Region labeling records:
__________

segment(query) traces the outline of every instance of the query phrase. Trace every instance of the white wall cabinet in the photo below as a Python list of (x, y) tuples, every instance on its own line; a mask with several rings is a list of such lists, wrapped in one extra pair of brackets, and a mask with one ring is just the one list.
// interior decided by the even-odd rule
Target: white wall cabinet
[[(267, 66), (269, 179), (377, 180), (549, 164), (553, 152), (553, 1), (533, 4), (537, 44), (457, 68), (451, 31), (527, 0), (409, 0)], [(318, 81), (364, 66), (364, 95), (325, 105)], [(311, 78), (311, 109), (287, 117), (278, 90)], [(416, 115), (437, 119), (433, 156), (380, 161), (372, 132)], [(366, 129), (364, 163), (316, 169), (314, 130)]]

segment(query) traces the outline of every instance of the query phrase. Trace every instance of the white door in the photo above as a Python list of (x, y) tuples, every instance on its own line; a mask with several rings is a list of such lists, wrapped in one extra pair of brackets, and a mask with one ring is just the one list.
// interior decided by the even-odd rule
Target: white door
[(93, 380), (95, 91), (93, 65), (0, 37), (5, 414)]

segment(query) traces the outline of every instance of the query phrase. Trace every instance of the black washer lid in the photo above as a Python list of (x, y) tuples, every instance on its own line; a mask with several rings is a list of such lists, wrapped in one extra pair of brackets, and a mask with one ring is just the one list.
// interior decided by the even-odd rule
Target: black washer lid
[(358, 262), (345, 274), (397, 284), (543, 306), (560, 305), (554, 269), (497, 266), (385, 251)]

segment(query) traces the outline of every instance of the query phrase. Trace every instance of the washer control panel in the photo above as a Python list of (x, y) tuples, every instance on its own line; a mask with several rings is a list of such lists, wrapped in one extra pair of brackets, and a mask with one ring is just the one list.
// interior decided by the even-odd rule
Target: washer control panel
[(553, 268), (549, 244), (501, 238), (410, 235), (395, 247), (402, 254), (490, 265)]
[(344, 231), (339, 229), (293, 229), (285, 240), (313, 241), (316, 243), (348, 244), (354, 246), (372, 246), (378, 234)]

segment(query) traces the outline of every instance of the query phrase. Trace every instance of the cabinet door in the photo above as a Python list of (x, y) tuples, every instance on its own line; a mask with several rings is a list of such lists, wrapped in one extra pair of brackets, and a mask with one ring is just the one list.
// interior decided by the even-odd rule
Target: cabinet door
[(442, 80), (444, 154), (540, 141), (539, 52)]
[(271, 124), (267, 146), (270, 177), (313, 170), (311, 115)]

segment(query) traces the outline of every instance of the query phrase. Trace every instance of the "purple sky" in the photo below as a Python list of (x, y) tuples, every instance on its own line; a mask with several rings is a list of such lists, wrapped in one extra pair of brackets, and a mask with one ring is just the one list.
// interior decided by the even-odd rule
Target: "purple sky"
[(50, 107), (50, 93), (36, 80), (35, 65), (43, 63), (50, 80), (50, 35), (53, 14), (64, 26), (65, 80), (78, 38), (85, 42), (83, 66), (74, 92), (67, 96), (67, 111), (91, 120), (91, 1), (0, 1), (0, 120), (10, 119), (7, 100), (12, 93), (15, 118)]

__________

:: THE EXERCISE ::
Please arrange every line of the records above as a Markdown table with the columns "Row" and "Line", numbering the rows in order and leaving out blank lines.

:: THE RESPONSE ::
| Row | Line |
|---|---|
| 1 | segment(query) traces the outline of every instance of the query phrase. Trace every instance of the white wall cabinet in the photo below as a Python list of (x, y) tuples, every instance on its own line; a mask with several rings is a list of such lists, wrapped in one extra pair of brackets, and a mask with one ring is just the one list. |
| 2 | // interior decided by the even-odd rule |
| 3 | Target: white wall cabinet |
| 4 | [[(267, 66), (269, 179), (377, 180), (549, 164), (553, 152), (553, 1), (533, 4), (537, 44), (457, 68), (451, 31), (527, 0), (409, 0)], [(318, 81), (364, 66), (364, 95), (325, 105)], [(311, 78), (311, 109), (287, 117), (278, 90)], [(416, 115), (437, 119), (433, 156), (380, 161), (372, 132)], [(366, 129), (364, 163), (316, 169), (314, 130)]] |
| 5 | segment(query) traces the outline of every instance of the query phrase. Trace every instance of the white door in the photo above as a Python list of (x, y) tuples, every instance on its own line; a mask with several rings is a list of such lists, wrapped in one extra pair of brackets, and a mask with one ring is just the one list. |
| 6 | // interior decided by the even-odd rule |
| 7 | Target: white door |
| 8 | [(93, 380), (95, 91), (93, 65), (0, 37), (5, 414)] |
| 9 | segment(query) traces the outline of every instance of the query phrase. Trace every instance of the black washer lid in the photo above as a Python list of (x, y) tuples, every instance on its own line; a mask with several rings is a list of such lists, wrapped in one extra pair of brackets, and a mask with one ring is just the one list. |
| 10 | // interior decided by the even-odd rule |
| 11 | Target: black washer lid |
| 12 | [(358, 262), (345, 274), (397, 284), (543, 306), (560, 305), (554, 269), (497, 266), (385, 251)] |
| 13 | segment(query) traces the outline of every instance of the query phrase. Trace every instance of the washer control panel in the photo above as a Python list of (x, y) tuples, every instance on its own line; a mask with several rings is a list of such lists, wrapped in one extra pair of brackets, and a mask with one ring is just the one list. |
| 14 | // interior decided by the even-odd rule |
| 15 | Target: washer control panel |
| 16 | [(553, 268), (549, 244), (501, 238), (410, 235), (395, 247), (402, 254), (490, 265)] |
| 17 | [(344, 231), (339, 229), (293, 229), (285, 240), (313, 241), (316, 243), (348, 244), (354, 246), (372, 246), (378, 234)] |
| 18 | segment(query) traces the outline of every instance of the query phrase. Trace every instance of the cabinet door in the photo above as a Python list of (x, y) tuples, every instance on its own line; a mask with several rings is a list of such lists, wrapped in one extra pair of brackets, and a mask with one ring is just the one list. |
| 19 | // interior decided by the even-odd rule |
| 20 | Target: cabinet door |
| 21 | [(442, 80), (444, 154), (540, 141), (539, 52)] |
| 22 | [(271, 124), (267, 146), (270, 177), (313, 170), (311, 115)] |
| 23 | segment(query) traces the outline of every instance of the query phrase. Trace every instance of the "purple sky" in the photo below as a Python list of (x, y) tuples, every instance on its own line; a mask with several rings is a list of such lists, wrapped in one extra pair of brackets, and a mask with one ring is just the one list. |
| 24 | // interior decided by the even-odd rule |
| 25 | Target: "purple sky" |
| 26 | [(50, 107), (50, 93), (36, 80), (35, 65), (43, 63), (50, 80), (50, 35), (53, 14), (64, 26), (65, 80), (78, 38), (85, 42), (83, 66), (74, 92), (67, 96), (67, 111), (91, 120), (91, 1), (0, 1), (0, 120), (10, 119), (7, 100), (12, 93), (15, 118)] |